STUDY TEXT:
☆ ☆ ☆ ☆ ☆

SoftBank Corp. is getting into the battery business. The company’s mobile unit announced on April 24 that it will repurpose a massive factory in Sakai, Osaka, into a battery cell production facility designed to power its expanding fleet of AI data centers.

From LCD screens to energy storage

The facility in question is a 440,000-square-meter factory that SoftBank acquired for approximately 100 billion yen, or roughly $676 million. It originally belonged to Sharp and was built to manufacture LCD panels. Now it will make battery cells instead.

Production is expected to begin in fiscal year 2027, with the company targeting several gigawatt-hours of mass production capacity by fiscal year 2028. Full capacity is projected for around 2031.

SoftBank hasn’t disclosed which battery chemistry it plans to use. The choice between lithium-ion variants, solid-state, or something else entirely will determine cost structures, energy density, and how competitive these cells can be against established manufacturers like CATL or Panasonic.

Why batteries, why now

SoftBank is a participant in the Stargate initiative, the $500 billion AI infrastructure project. The battery manufacturing initiative is designed to integrate with the company’s existing solar energy capabilities, which already exceed 3 gigawatts.

The company has also signaled that it may extend battery-related services to other firms in Japan, potentially turning a cost center into a revenue stream.

The debt elephant in the room

SoftBank’s approximately $135 billion in debt is impossible to ignore when evaluating any new capital-intensive initiative. The Sakai factory acquisition alone cost $676 million, and that’s before the retooling, equipment, hiring, and R&D expenses that come with standing up a new production line in a highly competitive industry.

What this means for investors

This is fundamentally an infrastructure play, not a crypto story. Despite SoftBank’s history of crypto-adjacent investments through its Vision Fund, the battery initiative has no blockchain or digital currency component.

The gap between fiscal year 2027 pilot production and the 2031 full-capacity target is four years. Watch for the battery chemistry announcement, which will reveal whether SoftBank is building for cost efficiency or cutting-edge performance, and will determine how this initiative stacks up against established battery manufacturers with decades of manufacturing expertise.

☆ ☆ ☆ ☆ ☆

WHAT YOU WILL DO:
1 – Answer these questions from the SoftBank battery article:
(a) Which company originally owned the Sakai factory, and what was it built to make?
(b) Around what year is full production capacity projected?
(c) How large are SoftBank's existing solar energy capabilities?
2 – According to the SoftBank battery article, why does SoftBank's choice of battery chemistry matter? Answer in one to three sentences.
3 – Retype part of the SoftBank battery article. Begin at the words "The debt elephant" and stop after "highly competitive industry.".
The lines that come next are separate material and do not belong to the SoftBank battery article.

☆ ☆ ☆ ☆ ☆

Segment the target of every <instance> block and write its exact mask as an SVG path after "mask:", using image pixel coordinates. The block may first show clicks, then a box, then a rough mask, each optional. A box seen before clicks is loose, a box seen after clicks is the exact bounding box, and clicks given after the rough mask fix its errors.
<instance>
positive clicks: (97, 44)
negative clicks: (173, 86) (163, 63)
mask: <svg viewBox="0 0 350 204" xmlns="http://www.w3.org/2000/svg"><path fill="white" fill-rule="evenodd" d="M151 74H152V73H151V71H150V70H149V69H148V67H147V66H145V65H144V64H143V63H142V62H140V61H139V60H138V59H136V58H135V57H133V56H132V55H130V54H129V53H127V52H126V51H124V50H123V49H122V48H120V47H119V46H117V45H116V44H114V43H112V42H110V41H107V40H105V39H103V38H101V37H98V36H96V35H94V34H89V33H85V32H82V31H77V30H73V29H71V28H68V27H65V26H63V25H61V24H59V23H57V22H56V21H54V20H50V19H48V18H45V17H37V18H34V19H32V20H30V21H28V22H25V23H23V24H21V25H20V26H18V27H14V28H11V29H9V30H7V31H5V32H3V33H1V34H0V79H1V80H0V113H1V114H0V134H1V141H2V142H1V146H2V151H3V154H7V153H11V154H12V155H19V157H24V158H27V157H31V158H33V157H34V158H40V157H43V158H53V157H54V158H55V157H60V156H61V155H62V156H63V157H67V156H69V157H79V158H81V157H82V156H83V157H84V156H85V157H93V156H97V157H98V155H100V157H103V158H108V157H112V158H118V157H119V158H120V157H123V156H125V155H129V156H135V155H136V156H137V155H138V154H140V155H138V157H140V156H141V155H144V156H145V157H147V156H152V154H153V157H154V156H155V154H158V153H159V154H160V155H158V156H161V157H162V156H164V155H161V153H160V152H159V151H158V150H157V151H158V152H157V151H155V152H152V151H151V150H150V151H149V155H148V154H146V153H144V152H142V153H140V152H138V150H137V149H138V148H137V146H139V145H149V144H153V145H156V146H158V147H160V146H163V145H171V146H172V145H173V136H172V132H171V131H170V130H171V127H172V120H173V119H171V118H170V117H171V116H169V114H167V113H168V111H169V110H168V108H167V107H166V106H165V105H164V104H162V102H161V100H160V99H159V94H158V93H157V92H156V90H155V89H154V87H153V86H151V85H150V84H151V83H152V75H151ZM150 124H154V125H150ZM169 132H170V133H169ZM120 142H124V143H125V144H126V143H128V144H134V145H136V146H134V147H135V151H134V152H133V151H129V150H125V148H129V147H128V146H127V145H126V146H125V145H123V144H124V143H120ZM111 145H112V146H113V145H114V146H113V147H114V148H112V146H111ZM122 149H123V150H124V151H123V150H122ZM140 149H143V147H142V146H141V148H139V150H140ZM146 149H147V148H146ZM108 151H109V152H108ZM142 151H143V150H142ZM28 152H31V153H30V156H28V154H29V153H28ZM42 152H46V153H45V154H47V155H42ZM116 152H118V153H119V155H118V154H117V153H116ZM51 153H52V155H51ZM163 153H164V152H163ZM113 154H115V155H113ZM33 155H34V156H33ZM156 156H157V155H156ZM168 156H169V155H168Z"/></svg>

☆ ☆ ☆ ☆ ☆

TASK-BY-TASK OUTPUTS:
1 –
(a) Sharp; it was built to manufacture LCD panels.
(b) Around 2031.
(c) They already exceed 3 gigawatts.

2 – The chemistry choice will determine the cells' cost structures and energy density. It will also determine how competitive the cells can be against established manufacturers like CATL or Panasonic.

3 –
The debt elephant in the room

SoftBank’s approximately $135 billion in debt is impossible to ignore when evaluating any new capital-intensive initiative. The Sakai factory acquisition alone cost $676 million, and that’s before the retooling, equipment, hiring, and R&D expenses that come with standing up a new production line in a highly competitive industry.